▸ **THE REQUEST**
Please copy out every entry below word for word, leaving out the pictures.

▸ **ENTRIES**

____

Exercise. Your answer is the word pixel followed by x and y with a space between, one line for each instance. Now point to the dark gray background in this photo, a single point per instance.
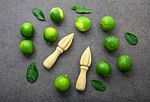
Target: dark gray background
pixel 131 15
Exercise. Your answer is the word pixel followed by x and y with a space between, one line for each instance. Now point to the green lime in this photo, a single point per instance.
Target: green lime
pixel 124 63
pixel 57 15
pixel 50 34
pixel 107 23
pixel 82 23
pixel 103 68
pixel 27 47
pixel 27 30
pixel 111 43
pixel 62 83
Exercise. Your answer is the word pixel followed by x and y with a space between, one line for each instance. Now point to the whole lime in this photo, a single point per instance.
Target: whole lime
pixel 56 15
pixel 111 43
pixel 82 23
pixel 124 63
pixel 107 23
pixel 103 68
pixel 27 30
pixel 27 47
pixel 50 34
pixel 62 83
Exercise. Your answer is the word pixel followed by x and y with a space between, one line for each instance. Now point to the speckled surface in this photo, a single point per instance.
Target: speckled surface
pixel 131 15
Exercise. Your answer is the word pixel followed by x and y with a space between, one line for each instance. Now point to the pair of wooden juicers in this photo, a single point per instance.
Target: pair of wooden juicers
pixel 85 60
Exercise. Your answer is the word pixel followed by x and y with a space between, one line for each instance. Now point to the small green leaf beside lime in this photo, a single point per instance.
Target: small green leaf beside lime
pixel 98 85
pixel 131 38
pixel 32 73
pixel 38 14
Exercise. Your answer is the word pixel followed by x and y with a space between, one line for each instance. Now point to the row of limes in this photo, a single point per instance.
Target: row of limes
pixel 83 24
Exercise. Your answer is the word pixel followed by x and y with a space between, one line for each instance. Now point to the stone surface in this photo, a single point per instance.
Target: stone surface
pixel 131 15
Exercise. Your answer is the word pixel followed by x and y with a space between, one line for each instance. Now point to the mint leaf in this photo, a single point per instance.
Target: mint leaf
pixel 81 9
pixel 32 73
pixel 131 38
pixel 38 14
pixel 98 85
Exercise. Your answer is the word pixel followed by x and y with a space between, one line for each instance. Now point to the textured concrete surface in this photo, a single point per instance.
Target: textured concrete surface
pixel 131 15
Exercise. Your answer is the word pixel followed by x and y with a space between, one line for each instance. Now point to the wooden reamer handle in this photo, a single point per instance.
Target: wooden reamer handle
pixel 81 81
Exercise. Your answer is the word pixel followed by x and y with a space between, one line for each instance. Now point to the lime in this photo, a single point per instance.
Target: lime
pixel 26 47
pixel 82 23
pixel 50 34
pixel 124 63
pixel 103 68
pixel 62 83
pixel 111 43
pixel 107 23
pixel 27 30
pixel 57 15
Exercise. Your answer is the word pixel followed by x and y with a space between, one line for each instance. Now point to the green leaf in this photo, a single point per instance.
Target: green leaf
pixel 32 73
pixel 38 14
pixel 131 38
pixel 98 85
pixel 81 9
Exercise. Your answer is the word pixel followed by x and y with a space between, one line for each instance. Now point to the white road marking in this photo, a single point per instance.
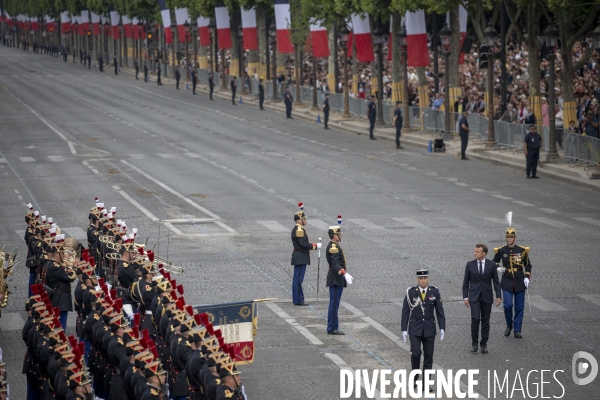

____

▸ **WORKED SOLUTION**
Exercise. Your answer is the word pixel followed by x and y with a space between, one line for each instance. Now point to the dark gray background in this photo, a single point per instance.
Target: dark gray background
pixel 131 15
Exercise. Your answer is the word pixel followed by x and y with a space between, one line for each instance. Now point to the green lime in this photo, a single point per instance.
Target: green lime
pixel 124 63
pixel 57 15
pixel 50 34
pixel 107 23
pixel 82 23
pixel 103 68
pixel 27 47
pixel 27 30
pixel 111 43
pixel 62 83
Exercise. Your answer is the word pixel followed by x and y with a space between, one line for each instance. Now point to the whole lime in this photo, a single point per instance.
Target: whole lime
pixel 56 15
pixel 111 43
pixel 82 23
pixel 124 63
pixel 107 23
pixel 103 68
pixel 27 30
pixel 27 47
pixel 50 34
pixel 62 83
Exercise. Your answer is the word pixel followed by x and y with a space between, one line for each instance. Now point to the speckled surface in this photo, a single point per instance.
Target: speckled surface
pixel 131 15
Exercise. Your answer is the word pixel followed by x and y with a space between, one line for each instance. Now point to the pair of wooden juicers in this photo, a single point per instance.
Target: pair of wooden juicers
pixel 85 60
Exercise. Your answer is the word pixel followed by x and y with a space between, one line for each instance. Now point to the small green leaf beside lime in this photo, a single point per instance.
Target: small green leaf beside lime
pixel 98 85
pixel 131 38
pixel 32 73
pixel 38 14
Exercise. Your answer is the word pixel followed by x and y with a space between, one line for each instance. Now point to the row of limes in this photo, a single point per instance.
Target: row of limes
pixel 83 24
Exercise. Your answer is the word pixel followed by x and y with a space between, one line for each instance. Now point to the stone surface in this photo, a single point per instance.
Target: stone surface
pixel 131 15
Exercise. Your answer is the word pixel followed by x and y with a space between, one line for each instance. Now point to the mint leaf in this photo, a single point per instance.
Target: mint leaf
pixel 81 9
pixel 32 73
pixel 131 38
pixel 38 14
pixel 98 85
Exercise. Your answer is the word pixel followed by x and y with a space between, one line for each instance. Now point to the textured concrete surface in this photo, a single point per instance.
Target: textured concrete surface
pixel 131 15
Exercise. Your answer is the word pixel followed by x and y with a space between, one line for each instance. Now point to the wooden reamer handle in this photo, a single point per instance.
Target: wooden reamer handle
pixel 81 81
Exercise. Your answer is the word pixel followed by x and y with a space between, one line for each instance. Now point to the lime in this photo, a single point per instance.
Target: lime
pixel 26 47
pixel 82 23
pixel 50 34
pixel 124 63
pixel 103 68
pixel 62 83
pixel 111 43
pixel 107 23
pixel 27 30
pixel 57 15
Exercise. Your answer is the word pixel followed by x and y with a space between, one line for each instance. Now point to the green leaf in this photo, a single point per instance.
Target: green leaf
pixel 32 73
pixel 38 14
pixel 131 38
pixel 98 85
pixel 81 9
Exercise. Your answer is the word pixel followed by x and y with a space between, one line for each instance. Now point to the white road marking in this photo, a single point per instance.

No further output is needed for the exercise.